____ Extrait à lire
Virtualiser sans virtualiser

Gazette Linux n°150 — mai 2008

Adaptation française : Marianne Lombard

Relecture de la version française : Deny

Article paru dans le n°150 de la Gazette Linux de mai 2008.

Article publié sous Open Publication License. La Linux Gazette n'est ni produite, ni sponsorisée, ni avalisée par notre hébergeur principal, SSC, Inc.


Table des matières

Introduction
Demander au super-utilisateur
Allouer l'espace disque
Créer une nouvelle installation Debian
Le programme principal
Tous jouent et personne ne travaille
Philosophie

Introduction

Actuellement on peut lire beaucoup de choses sur la virtualisation. La Gazette a même fait paraître un article sur le sujet. La plupart de ces rapports parlent de Xen, Vserver, OpenVZ, Qemu en mode utilisateur de Linux ou en co-utilisation. Chacune de ces technologies modernes à sa place sans le moindre doute, mais cet article va se concentrer sur l'humble chroot comme moyen de faire tourner des programmes dans un environnent virtuel.

Voici l'EULA [1] que vous devez accepter si vous voulez continuez à lire :

  • Le logiciel que vous voulez faire fonctionner "virtuellement" peut fonctionner avec votre noyau actuel.

  • Votre avatar super-utilisateur croit que le logiciel que vous voulez faire fonctionner n'est pas moins digne de confiance que celui qui tourne actuellement sur votre système.

  • Vous avez assez d'espace-disque pour répliquer une installation complète.

  • Vous utilisez Debian ou une distribution dérivée. (Ces jours-ci, la dernière ligne se lit probablement : « Vous êtes sous Ubuntu ! »)
________
____ Matériel de travail
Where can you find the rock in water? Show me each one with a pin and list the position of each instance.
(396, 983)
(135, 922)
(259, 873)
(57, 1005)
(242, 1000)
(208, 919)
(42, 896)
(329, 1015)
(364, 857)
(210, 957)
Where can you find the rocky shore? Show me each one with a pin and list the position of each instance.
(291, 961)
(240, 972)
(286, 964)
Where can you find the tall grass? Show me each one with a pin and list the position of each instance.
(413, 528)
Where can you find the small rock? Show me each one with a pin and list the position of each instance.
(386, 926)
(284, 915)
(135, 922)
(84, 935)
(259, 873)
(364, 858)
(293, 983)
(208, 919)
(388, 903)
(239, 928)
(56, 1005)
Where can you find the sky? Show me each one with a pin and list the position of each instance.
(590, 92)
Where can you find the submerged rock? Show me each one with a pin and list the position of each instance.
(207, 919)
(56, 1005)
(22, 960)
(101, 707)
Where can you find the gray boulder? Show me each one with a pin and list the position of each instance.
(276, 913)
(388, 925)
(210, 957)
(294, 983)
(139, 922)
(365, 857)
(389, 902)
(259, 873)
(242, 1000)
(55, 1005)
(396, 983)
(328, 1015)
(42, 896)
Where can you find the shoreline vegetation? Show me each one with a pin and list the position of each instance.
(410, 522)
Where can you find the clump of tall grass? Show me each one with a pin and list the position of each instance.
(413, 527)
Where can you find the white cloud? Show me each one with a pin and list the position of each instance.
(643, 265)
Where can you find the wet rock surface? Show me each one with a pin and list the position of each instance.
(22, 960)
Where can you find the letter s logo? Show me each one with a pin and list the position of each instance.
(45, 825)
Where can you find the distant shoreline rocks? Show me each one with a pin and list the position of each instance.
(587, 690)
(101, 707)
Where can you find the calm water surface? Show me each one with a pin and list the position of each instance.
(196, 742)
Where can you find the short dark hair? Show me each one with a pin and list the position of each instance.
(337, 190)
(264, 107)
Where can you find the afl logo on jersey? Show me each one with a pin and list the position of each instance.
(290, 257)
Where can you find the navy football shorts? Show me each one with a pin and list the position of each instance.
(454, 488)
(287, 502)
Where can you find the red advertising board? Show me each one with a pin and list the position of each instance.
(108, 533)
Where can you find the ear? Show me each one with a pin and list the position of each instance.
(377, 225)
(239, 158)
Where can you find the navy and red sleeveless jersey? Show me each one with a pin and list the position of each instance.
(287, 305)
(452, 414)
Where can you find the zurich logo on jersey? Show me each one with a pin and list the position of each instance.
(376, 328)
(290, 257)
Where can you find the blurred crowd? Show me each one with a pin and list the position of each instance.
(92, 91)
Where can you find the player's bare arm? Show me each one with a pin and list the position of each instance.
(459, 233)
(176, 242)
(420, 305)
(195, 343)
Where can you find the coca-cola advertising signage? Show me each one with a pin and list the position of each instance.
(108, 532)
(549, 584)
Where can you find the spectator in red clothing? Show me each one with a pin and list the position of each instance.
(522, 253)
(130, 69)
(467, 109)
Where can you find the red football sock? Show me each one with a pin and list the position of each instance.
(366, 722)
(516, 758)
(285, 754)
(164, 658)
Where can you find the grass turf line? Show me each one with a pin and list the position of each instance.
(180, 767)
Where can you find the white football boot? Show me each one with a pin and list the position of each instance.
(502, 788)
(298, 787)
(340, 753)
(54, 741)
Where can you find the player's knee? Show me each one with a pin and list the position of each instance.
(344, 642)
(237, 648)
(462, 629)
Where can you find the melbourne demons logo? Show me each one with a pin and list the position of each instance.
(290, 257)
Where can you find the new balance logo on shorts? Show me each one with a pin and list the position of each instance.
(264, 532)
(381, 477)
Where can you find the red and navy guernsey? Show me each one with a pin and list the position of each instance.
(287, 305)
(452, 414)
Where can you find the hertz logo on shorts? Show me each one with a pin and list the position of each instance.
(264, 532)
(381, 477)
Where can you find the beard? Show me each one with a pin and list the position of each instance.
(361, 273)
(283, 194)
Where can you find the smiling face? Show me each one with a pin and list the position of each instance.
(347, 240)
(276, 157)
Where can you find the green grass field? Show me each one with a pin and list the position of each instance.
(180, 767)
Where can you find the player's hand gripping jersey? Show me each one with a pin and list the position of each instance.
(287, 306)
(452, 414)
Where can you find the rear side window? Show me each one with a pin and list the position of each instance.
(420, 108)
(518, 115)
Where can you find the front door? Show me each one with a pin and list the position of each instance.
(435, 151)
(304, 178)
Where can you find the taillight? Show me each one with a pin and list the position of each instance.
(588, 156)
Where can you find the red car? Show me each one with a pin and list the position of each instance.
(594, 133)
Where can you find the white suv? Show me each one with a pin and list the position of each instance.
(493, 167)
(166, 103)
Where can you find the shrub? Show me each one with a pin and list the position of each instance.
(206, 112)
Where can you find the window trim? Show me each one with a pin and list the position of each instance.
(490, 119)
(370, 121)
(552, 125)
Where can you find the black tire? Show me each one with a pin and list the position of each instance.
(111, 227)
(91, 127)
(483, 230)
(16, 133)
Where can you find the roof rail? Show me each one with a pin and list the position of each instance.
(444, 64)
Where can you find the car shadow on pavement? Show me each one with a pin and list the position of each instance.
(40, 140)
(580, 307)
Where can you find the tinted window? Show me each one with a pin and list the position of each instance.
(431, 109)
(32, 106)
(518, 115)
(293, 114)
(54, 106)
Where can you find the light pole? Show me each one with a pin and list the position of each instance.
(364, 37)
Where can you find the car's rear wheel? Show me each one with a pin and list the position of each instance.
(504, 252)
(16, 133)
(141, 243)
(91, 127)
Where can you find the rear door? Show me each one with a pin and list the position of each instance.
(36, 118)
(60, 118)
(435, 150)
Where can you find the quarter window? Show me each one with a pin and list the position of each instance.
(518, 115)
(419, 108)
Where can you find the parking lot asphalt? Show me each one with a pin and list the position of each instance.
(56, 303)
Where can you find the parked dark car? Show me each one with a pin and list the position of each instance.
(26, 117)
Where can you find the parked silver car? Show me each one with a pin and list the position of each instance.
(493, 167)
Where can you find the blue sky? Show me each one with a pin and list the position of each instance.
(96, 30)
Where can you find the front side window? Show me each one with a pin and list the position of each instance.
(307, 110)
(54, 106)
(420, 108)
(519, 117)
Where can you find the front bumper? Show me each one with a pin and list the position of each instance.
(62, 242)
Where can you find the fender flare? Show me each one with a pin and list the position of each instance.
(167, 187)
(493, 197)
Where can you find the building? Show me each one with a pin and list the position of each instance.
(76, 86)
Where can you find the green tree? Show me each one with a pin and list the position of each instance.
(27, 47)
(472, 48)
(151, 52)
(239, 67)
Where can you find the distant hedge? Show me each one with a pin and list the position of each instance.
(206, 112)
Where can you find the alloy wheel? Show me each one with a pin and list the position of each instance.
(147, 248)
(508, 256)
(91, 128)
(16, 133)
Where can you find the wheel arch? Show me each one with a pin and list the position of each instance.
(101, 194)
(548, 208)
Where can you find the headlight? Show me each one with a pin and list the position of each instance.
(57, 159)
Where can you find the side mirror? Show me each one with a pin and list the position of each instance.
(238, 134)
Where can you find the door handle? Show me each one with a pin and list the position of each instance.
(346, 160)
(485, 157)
________
Consignes:
**A.** Modifiez le passage de l'article qui commence par les mots « Actuellement on peut » et se termine par « sur votre système. » en y remplaçant « chroot » par « conteneur ».
**B.** Repérez dans les enregistrements chaque ligne contenant la chaîne « water », en tenant compte de la casse, puis recopiez ces lignes.
L'article et les enregistrements proviennent de sources distinctes.

Corrigé des exercices:
**A.**
Actuellement on peut lire beaucoup de choses sur la virtualisation. La Gazette a même fait paraître un article sur le sujet. La plupart de ces rapports parlent de Xen, Vserver, OpenVZ, Qemu en mode utilisateur de Linux ou en co-utilisation. Chacune de ces technologies modernes à sa place sans le moindre doute, mais cet article va se concentrer sur l'humble conteneur comme moyen de faire tourner des programmes dans un environnent virtuel.

Voici l'EULA [1] que vous devez accepter si vous voulez continuez à lire :

  • Le logiciel que vous voulez faire fonctionner "virtuellement" peut fonctionner avec votre noyau actuel.

  • Votre avatar super-utilisateur croit que le logiciel que vous voulez faire fonctionner n'est pas moins digne de confiance que celui qui tourne actuellement sur votre système.

**B.**
Where can you find the rock in water? Show me each one with a pin and list the position of each instance.
Where can you find the calm water surface? Show me each one with a pin and list the position of each instance.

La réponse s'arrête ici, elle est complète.